• PASSAGE:

*-*-*

Suddenly, on the anniversary of Vadinho’s death, Vadinho’s ghost appears to Flor, willing to take her straight to bed. Flor is aghast with shame. As an upright woman, she can’t deceive Teodoro, her present husband, and on the other hand, it is almost impossible to escape Vadinho’s erotic charm (which Teodoro lacks).
Clearly, this is a story of moral dilemma—a conflict between body and soul—told from the perspective of a plain and simple woman. The plot is definitely banal, and lacking in originality (the only exception is, probably, the appearance of Vadinho’s apparition with its so-called magic realistic touch). In fact, the plot gets unnecessarily heavy and tedious with the somewhat forced inclusion of black magic and voodoo elements. But, what charms me most is Amado’s playful language and his subtly ironic tone. This pompous way of storytelling at once reduces the weight of its melodramatic content and even mocks at it. While reading the novel, you feel like being at a carnival, with all its eccentricity and hullabaloo, having a nonchalant air about you. This is probably what Bakhtin could have called “carnivalesque”.
Another triumph of Amado lies in his masterful characterisation. All the characters—Flor, Vadinho, Teodoro and even less important characters like Flor’s neighbourhood friends—have emerged with so much clarity that you feel like knowing them for ages, with their typical manners and eccentric behaviours. This technique sometimes runs the risk of making the characters too typified, but Amado, by and large, manages to handle it with care because, here, he intends his characters to be larger than life, so that it gives the novel a picaresque air.

*-*-*

• DATA EXCERPTS:
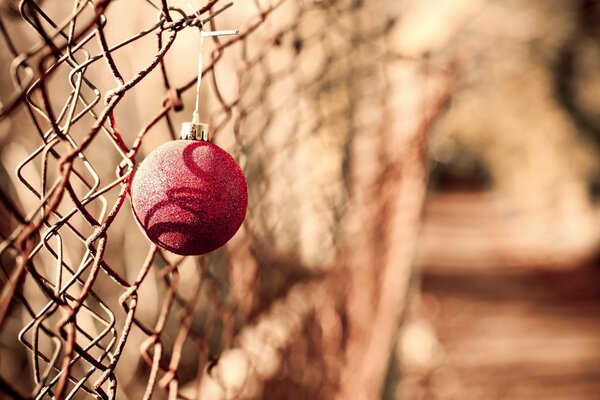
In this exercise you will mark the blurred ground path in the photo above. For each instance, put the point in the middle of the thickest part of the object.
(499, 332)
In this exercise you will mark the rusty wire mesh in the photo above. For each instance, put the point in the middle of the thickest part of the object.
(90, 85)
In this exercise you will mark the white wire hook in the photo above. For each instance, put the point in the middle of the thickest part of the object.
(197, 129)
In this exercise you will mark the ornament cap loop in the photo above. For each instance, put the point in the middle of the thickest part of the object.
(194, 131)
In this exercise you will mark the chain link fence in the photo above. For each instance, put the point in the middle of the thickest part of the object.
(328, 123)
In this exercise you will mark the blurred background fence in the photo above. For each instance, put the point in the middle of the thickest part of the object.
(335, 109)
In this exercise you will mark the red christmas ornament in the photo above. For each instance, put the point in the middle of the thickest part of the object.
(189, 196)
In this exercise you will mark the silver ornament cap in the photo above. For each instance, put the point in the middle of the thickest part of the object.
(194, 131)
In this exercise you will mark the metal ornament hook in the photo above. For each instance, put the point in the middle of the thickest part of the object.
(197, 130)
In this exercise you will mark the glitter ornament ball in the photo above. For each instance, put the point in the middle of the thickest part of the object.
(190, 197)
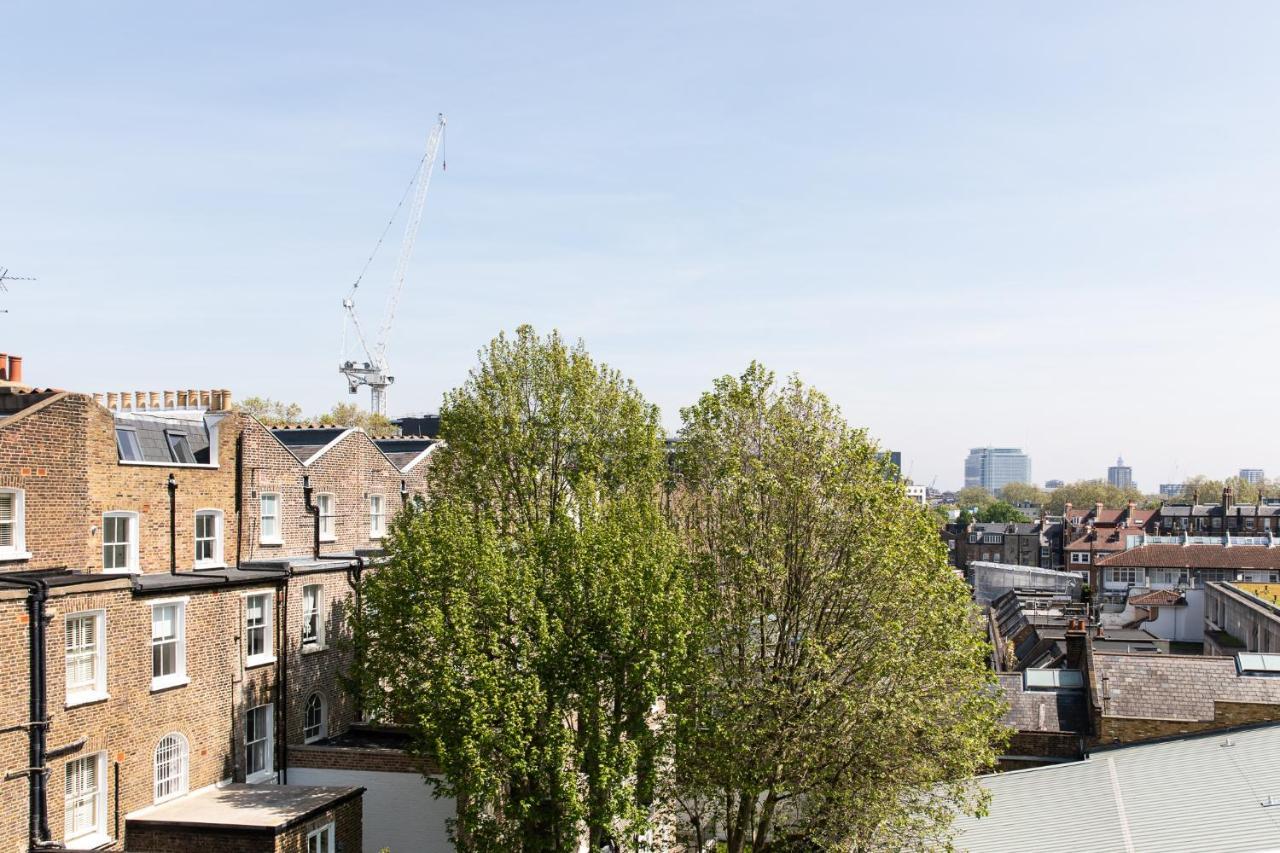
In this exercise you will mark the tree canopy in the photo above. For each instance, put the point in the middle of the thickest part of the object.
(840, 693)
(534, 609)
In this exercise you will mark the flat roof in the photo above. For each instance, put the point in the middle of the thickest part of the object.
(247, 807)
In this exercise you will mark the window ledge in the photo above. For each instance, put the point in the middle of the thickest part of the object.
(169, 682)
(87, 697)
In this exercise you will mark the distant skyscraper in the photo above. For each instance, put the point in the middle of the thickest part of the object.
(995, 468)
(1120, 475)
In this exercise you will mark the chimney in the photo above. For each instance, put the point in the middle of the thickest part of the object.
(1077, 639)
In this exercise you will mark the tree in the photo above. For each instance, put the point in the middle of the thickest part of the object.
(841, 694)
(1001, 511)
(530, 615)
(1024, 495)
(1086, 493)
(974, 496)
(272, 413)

*-*-*

• EXERCISE REQUIREMENTS:
• 1. Transcribe the part of the review that opens with the words containing "Suddenly, on the" and closes with "(which Teodoro lacks).".
• 2. Answer the following questions using the review.
(a) What is the name of Flor's present husband?
(b) According to the review, what charms its author most in the novel?
(c) What kind of air does the review say the larger-than-life characters give the novel?

• SOLUTIONS BY TASK:
• 1.
Suddenly, on the anniversary of Vadinho’s death, Vadinho’s ghost appears to Flor, willing to take her straight to bed. Flor is aghast with shame. As an upright woman, she can’t deceive Teodoro, her present husband, and on the other hand, it is almost impossible to escape Vadinho’s erotic charm (which Teodoro lacks).

• 2.
(a) Teodoro.
(b) Amado's playful language and his subtly ironic tone.
(c) A picaresque air.